Given instruction A: Set down the article on the Taranaki Maori farming operation's new livestock company in full, reproducing it word for word.

Passage to read:
-=-=-
Maori agribusiness on the brink of ‘enormous growth’





PKW’s new livestock company allows the large Taranaki Maori farming operation to further integrate the various arms of its business.

Te Oranga Livestock began operating in September last year.

“Our strategy has grown and our cattle numbers have grown, so we have created our own livestock company to support our long-term goals,” Parininihi ki Waitotara (PKW) chief executive Dion Tuuta said. “It’s a logical progression and allows us to retain value within our own system.”

In 2011 PKW took a major step towards growing its active business, putting managers on some of its dairy farms and taking on herd ownership. A specialist state-of-the-art calf-rearing unit capable of rearing 1800 calves a year at Matapu in South Taranaki followed.

Te Oranga Livestock’s focus of caring for the incorporation’s animals and growing them to be the best they can be is reflected in the name, which means healthy.
-=-=-
Given instruction B: From the records, extract verbatim the part that opens with the line containing "Would you mind marking the concrete" and closes with the line containing "(1397, 623)", including both of those lines, and nothing else.
-=-=-
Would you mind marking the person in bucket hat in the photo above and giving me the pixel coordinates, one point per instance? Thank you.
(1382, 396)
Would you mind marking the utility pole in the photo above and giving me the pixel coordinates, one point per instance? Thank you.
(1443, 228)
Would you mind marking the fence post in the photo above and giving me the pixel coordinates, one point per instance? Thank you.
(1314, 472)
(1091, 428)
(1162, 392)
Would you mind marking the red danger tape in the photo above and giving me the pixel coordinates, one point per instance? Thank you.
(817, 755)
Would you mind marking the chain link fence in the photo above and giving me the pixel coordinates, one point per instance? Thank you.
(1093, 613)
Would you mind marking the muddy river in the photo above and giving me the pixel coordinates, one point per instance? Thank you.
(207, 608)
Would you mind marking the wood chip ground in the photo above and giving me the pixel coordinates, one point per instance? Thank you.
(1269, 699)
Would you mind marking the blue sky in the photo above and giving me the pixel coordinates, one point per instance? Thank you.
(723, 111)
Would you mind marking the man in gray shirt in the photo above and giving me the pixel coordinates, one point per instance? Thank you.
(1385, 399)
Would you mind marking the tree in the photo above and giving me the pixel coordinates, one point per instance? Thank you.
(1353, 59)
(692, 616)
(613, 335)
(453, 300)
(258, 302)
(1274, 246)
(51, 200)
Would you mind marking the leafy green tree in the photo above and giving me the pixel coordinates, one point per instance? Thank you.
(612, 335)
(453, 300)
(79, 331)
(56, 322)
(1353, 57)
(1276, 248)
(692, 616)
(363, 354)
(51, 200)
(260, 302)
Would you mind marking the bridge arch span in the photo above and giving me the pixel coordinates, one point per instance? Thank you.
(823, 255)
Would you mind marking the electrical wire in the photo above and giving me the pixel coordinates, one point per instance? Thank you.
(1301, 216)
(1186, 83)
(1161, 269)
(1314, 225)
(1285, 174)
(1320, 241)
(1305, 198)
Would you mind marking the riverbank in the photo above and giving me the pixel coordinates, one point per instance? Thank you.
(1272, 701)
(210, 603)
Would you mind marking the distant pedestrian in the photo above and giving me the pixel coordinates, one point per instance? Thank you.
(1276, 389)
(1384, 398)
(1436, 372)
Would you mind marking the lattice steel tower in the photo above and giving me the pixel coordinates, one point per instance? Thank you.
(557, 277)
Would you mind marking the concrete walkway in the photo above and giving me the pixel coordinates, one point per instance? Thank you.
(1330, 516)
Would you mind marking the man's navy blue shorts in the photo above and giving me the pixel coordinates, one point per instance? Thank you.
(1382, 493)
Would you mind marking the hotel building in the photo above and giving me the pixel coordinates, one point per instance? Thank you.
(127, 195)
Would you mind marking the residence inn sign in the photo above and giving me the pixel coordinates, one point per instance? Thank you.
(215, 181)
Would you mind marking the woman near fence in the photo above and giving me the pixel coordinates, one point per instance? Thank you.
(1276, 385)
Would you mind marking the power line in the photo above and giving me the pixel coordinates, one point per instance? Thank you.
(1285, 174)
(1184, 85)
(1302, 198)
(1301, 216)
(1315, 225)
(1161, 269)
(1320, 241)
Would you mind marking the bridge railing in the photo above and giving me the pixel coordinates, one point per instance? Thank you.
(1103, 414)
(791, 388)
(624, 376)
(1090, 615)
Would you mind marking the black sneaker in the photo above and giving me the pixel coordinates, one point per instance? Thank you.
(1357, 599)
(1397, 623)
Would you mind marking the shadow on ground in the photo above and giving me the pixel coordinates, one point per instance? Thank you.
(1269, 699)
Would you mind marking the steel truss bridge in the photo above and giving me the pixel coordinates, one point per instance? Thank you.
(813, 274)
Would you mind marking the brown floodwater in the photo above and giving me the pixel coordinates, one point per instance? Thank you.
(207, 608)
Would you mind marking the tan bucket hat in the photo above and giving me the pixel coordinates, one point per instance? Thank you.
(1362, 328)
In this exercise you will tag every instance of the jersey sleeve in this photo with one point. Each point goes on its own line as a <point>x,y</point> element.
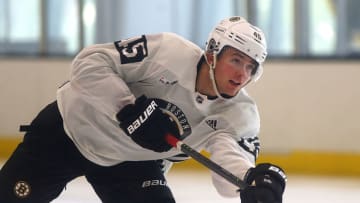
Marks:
<point>235,146</point>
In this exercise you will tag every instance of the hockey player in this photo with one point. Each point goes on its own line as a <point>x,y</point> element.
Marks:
<point>109,121</point>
-=-=-
Exercise solution A:
Maori agribusiness on the brink of ‘enormous growth’





PKW’s new livestock company allows the large Taranaki Maori farming operation to further integrate the various arms of its business.

Te Oranga Livestock began operating in September last year.

“Our strategy has grown and our cattle numbers have grown, so we have created our own livestock company to support our long-term goals,” Parininihi ki Waitotara (PKW) chief executive Dion Tuuta said. “It’s a logical progression and allows us to retain value within our own system.”

In 2011 PKW took a major step towards growing its active business, putting managers on some of its dairy farms and taking on herd ownership. A specialist state-of-the-art calf-rearing unit capable of rearing 1800 calves a year at Matapu in South Taranaki followed.

Te Oranga Livestock’s focus of caring for the incorporation’s animals and growing them to be the best they can be is reflected in the name, which means healthy.

Exercise solution B:
Would you mind marking the concrete walkway in the photo above and giving me the pixel coordinates, one point per instance? Thank you.
(1330, 516)
Would you mind marking the man's navy blue shorts in the photo above and giving me the pixel coordinates, one point per instance? Thank you.
(1382, 493)
Would you mind marking the hotel building in the photo above and giving me the pixel coordinates, one point per instance? Thank you.
(127, 195)
Would you mind marking the residence inn sign in the photo above and giving me the pixel coordinates, one point per instance? Thank you.
(215, 181)
Would you mind marking the woman near fence in the photo above and giving me the pixel coordinates, one point per instance? Thank you.
(1276, 385)
Would you mind marking the power line in the photo above and giving me the pixel coordinates, one point per instance? Thank you.
(1285, 174)
(1184, 85)
(1302, 198)
(1301, 216)
(1315, 225)
(1161, 269)
(1320, 241)
Would you mind marking the bridge railing in the photo above and giving me the pixel coordinates, one point per instance? Thank you.
(1103, 414)
(791, 388)
(624, 376)
(1090, 615)
Would you mind marking the black sneaker in the photo above and giving me the pixel coordinates, one point per instance? Thank you.
(1357, 599)
(1397, 623)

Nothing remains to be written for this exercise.